Aboriginal Australian music uses hidden notes that can't be played on a piano

What we know, and don’t know, about how Aboriginal Australian music is tuned — the microtonal tradition that white settlers couldn’t erase

You likely know that Western music divides the octave into twelve equal steps — this system is called twelve-tone equal temperament, or 12-TET.

That system is so pervasive that it can start to feel like a law of nature rather than a design choice. It isn’t. 

And few musical traditions make that clearer than the music of Aboriginal Australians — one of the oldest continuous musical cultures on Earth.


A Quick Primer: What Is a Cent, and What Is a Microtone?

Before diving in, let’s get on the same page about measurement. Musicians use cents to describe the size of intervals with more precision than “semitone” or “tone” allows. There are 1,200 cents in an octave, and in 12-TET each semitone is exactly 100 cents. A microtone is any interval that is not a multiple of 100 — for example, a 50-cent interval, a 133-cent interval, or a 425-cent interval would all be examples of microtones.

When you hear a blues guitarist bend a string, or a singer slide between notes in a way that feels emotionally raw, you’re hearing the edges of microtonality. The “blue notes” in blues music, for example, are microtonal inflections that sit between the major and minor thirds. Aboriginal Australian music, however, doesn’t just visit that space occasionally — it is built there.

◆ Data extract ◆
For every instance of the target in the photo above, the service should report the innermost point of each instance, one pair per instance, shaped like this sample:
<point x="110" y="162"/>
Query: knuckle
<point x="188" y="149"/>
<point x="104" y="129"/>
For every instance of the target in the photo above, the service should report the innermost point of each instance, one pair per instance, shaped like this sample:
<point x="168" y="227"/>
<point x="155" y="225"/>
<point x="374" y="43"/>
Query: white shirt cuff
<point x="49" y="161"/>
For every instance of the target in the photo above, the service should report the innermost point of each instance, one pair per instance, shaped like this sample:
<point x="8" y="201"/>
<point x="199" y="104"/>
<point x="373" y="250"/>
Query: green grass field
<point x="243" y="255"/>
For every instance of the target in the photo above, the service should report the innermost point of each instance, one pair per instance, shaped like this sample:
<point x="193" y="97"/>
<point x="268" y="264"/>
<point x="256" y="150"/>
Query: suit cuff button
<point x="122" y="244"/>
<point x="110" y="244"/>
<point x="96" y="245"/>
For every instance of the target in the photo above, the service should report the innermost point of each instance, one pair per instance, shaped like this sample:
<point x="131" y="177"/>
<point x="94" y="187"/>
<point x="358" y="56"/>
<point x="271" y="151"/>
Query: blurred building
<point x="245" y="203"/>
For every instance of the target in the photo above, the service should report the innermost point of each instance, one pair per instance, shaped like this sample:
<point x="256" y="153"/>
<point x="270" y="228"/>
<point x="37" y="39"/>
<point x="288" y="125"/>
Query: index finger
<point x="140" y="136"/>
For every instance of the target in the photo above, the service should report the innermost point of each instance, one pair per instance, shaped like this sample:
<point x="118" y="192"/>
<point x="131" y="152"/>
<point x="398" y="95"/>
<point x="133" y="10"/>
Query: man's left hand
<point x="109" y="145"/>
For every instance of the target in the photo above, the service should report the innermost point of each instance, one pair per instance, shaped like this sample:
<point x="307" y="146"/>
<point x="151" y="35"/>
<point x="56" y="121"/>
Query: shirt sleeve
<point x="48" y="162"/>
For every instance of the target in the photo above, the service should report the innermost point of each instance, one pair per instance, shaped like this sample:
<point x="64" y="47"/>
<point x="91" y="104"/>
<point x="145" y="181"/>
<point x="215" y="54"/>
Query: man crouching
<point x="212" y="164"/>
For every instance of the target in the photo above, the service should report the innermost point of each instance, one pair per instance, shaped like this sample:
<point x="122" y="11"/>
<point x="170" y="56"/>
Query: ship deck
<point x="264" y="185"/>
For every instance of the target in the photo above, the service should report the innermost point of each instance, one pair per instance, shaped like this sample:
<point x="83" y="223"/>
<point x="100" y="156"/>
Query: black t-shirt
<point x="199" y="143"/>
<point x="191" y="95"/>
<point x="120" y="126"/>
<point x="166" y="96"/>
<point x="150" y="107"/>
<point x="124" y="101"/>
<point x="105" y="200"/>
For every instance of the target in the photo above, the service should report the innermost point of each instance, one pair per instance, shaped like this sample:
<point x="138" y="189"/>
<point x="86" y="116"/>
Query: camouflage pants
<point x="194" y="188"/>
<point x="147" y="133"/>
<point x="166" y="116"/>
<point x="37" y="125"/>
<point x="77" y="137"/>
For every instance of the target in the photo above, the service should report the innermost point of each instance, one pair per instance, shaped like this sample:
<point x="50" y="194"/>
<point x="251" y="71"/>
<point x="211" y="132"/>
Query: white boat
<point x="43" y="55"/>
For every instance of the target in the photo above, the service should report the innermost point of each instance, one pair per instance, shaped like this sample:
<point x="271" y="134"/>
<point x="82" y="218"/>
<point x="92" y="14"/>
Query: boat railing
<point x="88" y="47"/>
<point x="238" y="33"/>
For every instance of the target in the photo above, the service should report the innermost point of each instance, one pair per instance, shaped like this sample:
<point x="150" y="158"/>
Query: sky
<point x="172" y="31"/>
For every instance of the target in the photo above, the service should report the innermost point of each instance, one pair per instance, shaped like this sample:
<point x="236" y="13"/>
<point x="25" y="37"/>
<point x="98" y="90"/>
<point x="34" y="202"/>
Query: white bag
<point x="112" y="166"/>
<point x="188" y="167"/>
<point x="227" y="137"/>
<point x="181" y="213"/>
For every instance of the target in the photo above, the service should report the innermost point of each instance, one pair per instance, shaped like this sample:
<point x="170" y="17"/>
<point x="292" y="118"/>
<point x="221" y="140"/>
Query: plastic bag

◆ Work to do ◆
A - In the article on Aboriginal Australian music, how many cents make up an octave?
B - List every interval size that the article on Aboriginal Australian music gives as an example of a microtone.
C - Write the next part of the article on Aboriginal Australian music, carrying on after its final sentence.

◆ Answers to the exercises ◆
A - There are 1,200 cents in an octave.

B - 50 cents, 133 cents, 425 cents

C -
Aboriginal Music Is Not One Thing

This is perhaps the most important point to establish at the outset: “Aboriginal Australian music” is not a single tradition. Australia’s First Peoples comprise hundreds of distinct nations, each with their own language, law, and musical practice. The music of the Yolŋu people of northeast Arnhem Land, for instance, is quite different from that of the Arabana people of South Australia or the Noongar people of the southwest. Treating all of this as one category would be like lumping together flamenco, Gregorian chant, and Norwegian folk music because they all come from “Europe.”

With that in mind, what researchers have documented across many different communities is a broad tendency: Aboriginal Australian music consistently uses intervals that do not map onto the 12-TET grid. Each community’s tuning system is its own, and that is precisely what makes the tradition so musically rich — and so difficult to represent in Western notation.


The Research: What Pitch Measurements Reveal

In a 1983 doctoral dissertation — Musical Scales in Australian Aboriginal Songs: Structure and Social Implications — researcher Jan Lauridsen made one of the most systematic attempts to measure the pitch content of traditional Aboriginal music. Analysing recordings of 146 songs from 32 Aboriginal groups across northern Australia, and using a pitch-measurement device to track the frequency and duration of each sung note, Lauridsen found consistent patterns.

Two findings stand out. First, microtones were not occasional ornaments — they were dominant features of the music. Second, and particularly interesting for music theorists, the neutral third was especially prominent.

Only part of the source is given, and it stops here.